Testo da leggere:
○ ○ ○

Ecosostenibilità e cultura, i pilastri della destinazione turistica moderna
Eco-sostenibilità e riqualificazione collimano sempre di più nel concetto di identità territoriale che va a riscoprire tutta quella serie di tradizioni, usi, costumi e riti che fanno di un luogo, un luogo unico e particolare, basato su prodotti e processi sicuramente sostenibili.
E proprio la dotazione di questo patrimonio storico, artistico, culturale, di tradizioni e di bellezze naturali va a conformarsi come mix di caratteri distintivi di un prodotto turistico basato sulle peculiarità locali, difficilmente ripetibili, che spostano l’interesse dei nuovi turisti verso la ricerca di esperienze.
Come afferma Santamato (2012) “…le risorse locali tendono a diventare le principali fonti di vantaggio competitivo e gli elementi di differenziazione più importanti…”.
Parliamo allora di precise tipologie di esperienze connesse alle tipicità del luogo, agli usi legati al territorio che si sta visitando, con la consapevolezza di utilizzare prodotti locali, cibi semplici, non artefatti, prodotti come impone la tradizione, riferendoci ad un territorio che va oltre i confini geo-politici, va oltre la definizione di Comune o Provincia al fine di scoprire il proprio vantaggio competitivo.
Le emozioni, carta vincente del turismo culturale
In quest’ottica, fatta di operatività digitale e connettività perpetua dobbiamo partire dal presupposto che il turismo è un fenomeno sociale di stampo strettamente psicologico, poiché estremamente connesso all’esperienza che il viaggiatore vuole fare o che porterà a casa una volta concluso il viaggio.
Per tali ragioni, il turismo culturale è uno dei principali destinatari di queste esperienze, proprio perché il turista tenderà a cercare nuove emozioni, legate al territorio che lo ha attratto durante la scelta, connesse quindi alle sue diversità, ovvero caratteristiche peculiari e distintive, alle persone del luogo, alle loro tradizioni (Albano, 2014).
La “scalata” dell’agriturismo
Oggi i turisti non si accontentano più del semplice relax, cercano un ricordo, un pezzo della terra che hanno visitato, una ricetta, pernottare in strutture ricettive che ricalcano la storia locale. Basti pensare che il settore dell’agriturismo (Bagnoli, 2010) ha registrato oltre un miliardo di euro di fatturato e 3,4 milioni di visitatori nel 2014 con previsioni di almeno un milione in più per il 2015 (dati Ttg).

○ ○ ○

Consegna: Per favore, traduci in inglese la seguente frase del testo sul turismo sostenibile: «Oggi i turisti non si accontentano più del semplice relax, cercano un ricordo, un pezzo della terra che hanno visitato, una ricetta, pernottare in strutture ricettive che ricalcano la storia locale.»

Sezione dati:
○ ○ ○

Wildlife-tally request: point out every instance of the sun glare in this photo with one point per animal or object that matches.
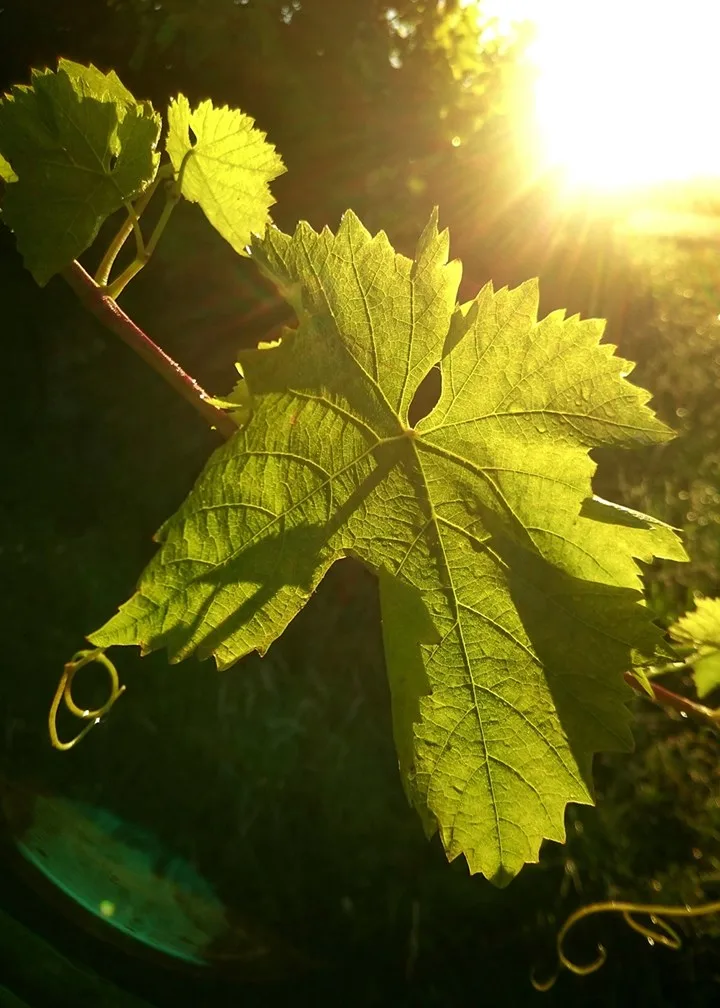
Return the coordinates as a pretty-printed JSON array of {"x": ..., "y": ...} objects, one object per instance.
[{"x": 627, "y": 93}]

○ ○ ○

Soluzione: Today tourists are no longer satisfied with simple relaxation; they look for a memory, a piece of the land they have visited, a recipe, a chance to stay in accommodations that reflect local history.